**WORK TASK**
Reproduce exactly the lines from the top of the records below through the line holding "pixel 506 481".

[Referring expression data]
· · · · ·
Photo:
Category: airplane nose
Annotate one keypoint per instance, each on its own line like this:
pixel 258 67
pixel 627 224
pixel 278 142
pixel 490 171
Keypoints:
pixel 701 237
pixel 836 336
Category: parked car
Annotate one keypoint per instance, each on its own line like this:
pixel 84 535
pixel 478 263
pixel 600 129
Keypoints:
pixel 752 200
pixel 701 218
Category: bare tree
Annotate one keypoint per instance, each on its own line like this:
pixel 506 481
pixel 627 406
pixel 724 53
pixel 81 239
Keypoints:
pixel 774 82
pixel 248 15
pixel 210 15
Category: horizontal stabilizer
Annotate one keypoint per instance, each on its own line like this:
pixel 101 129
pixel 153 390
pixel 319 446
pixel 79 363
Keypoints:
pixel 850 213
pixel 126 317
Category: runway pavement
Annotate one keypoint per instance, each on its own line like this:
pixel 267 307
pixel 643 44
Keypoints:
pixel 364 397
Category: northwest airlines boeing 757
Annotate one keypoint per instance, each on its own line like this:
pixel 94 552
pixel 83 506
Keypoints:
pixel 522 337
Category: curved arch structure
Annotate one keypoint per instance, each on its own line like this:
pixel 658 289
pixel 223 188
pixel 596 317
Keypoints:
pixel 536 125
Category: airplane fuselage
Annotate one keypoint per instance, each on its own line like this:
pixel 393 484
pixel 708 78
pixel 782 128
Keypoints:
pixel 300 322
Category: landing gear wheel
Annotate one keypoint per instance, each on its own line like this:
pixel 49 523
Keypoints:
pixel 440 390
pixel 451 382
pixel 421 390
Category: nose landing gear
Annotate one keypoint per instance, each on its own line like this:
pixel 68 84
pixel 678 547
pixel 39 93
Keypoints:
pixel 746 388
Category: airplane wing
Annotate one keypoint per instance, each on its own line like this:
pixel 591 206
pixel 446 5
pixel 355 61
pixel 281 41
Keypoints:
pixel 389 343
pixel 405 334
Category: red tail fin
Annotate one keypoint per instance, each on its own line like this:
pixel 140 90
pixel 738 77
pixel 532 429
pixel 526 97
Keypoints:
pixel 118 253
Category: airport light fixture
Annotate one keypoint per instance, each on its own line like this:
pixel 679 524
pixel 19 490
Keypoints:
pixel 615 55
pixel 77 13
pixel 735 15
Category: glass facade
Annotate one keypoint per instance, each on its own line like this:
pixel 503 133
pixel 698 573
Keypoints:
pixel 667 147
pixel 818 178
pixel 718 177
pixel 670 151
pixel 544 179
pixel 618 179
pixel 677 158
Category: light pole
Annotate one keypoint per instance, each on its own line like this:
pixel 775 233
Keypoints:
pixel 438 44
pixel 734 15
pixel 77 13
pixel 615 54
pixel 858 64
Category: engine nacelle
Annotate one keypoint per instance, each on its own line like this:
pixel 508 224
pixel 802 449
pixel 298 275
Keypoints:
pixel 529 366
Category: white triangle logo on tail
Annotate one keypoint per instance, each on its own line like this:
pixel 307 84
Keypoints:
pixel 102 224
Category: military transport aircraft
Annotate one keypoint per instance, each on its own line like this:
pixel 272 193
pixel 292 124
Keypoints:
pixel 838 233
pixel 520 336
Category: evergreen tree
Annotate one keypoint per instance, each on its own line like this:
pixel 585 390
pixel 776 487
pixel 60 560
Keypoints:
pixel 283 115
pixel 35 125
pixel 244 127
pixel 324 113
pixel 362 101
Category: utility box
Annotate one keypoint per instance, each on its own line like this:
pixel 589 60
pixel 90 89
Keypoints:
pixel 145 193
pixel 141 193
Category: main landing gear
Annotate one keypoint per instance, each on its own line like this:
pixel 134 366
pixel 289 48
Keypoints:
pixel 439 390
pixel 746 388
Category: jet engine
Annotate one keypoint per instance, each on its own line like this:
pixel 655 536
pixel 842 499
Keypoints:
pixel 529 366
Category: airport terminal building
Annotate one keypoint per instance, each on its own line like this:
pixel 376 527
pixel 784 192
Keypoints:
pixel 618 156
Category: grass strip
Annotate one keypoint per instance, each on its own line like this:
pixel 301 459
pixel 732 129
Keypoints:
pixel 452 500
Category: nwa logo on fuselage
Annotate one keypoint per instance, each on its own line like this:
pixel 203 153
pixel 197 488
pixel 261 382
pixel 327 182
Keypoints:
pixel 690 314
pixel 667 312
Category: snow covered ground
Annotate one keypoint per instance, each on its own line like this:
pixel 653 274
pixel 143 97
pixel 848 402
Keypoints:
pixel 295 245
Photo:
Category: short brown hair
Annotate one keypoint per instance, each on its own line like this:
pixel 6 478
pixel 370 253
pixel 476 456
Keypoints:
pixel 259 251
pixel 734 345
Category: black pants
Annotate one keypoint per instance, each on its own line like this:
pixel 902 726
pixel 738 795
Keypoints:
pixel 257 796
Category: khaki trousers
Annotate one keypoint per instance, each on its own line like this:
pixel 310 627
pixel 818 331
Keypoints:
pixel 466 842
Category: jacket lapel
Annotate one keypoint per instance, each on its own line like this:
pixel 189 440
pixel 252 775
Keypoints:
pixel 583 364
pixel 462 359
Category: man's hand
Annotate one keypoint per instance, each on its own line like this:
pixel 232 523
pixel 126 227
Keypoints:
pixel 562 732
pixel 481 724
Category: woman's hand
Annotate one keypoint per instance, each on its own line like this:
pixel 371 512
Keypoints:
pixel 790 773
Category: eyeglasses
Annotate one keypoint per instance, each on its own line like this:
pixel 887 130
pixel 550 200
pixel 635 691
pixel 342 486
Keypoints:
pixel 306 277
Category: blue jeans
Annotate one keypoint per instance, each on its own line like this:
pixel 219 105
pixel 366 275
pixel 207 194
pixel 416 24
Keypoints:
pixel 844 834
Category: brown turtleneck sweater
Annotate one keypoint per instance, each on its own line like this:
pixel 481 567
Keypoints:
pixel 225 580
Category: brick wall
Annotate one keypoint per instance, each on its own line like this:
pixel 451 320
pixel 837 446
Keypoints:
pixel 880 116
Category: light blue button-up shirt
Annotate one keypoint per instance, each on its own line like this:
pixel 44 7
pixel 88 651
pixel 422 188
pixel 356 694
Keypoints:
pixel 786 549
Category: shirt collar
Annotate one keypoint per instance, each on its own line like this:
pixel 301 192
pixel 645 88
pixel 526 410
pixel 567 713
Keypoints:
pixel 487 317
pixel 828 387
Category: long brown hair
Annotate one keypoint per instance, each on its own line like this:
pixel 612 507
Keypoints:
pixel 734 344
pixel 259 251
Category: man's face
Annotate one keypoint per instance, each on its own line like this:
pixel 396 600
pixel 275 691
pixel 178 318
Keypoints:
· · · · ·
**EXERCISE RESULT**
Photo:
Category: airplane nose
Annotate one keypoint per instance, each on its own line like this:
pixel 258 67
pixel 627 224
pixel 278 142
pixel 490 171
Keypoints:
pixel 701 237
pixel 836 336
Category: parked car
Annotate one keypoint per instance, each on its own line like this:
pixel 84 535
pixel 478 263
pixel 600 129
Keypoints:
pixel 752 200
pixel 701 218
Category: bare tree
Annotate one keypoint per instance, each on its own line like this:
pixel 506 481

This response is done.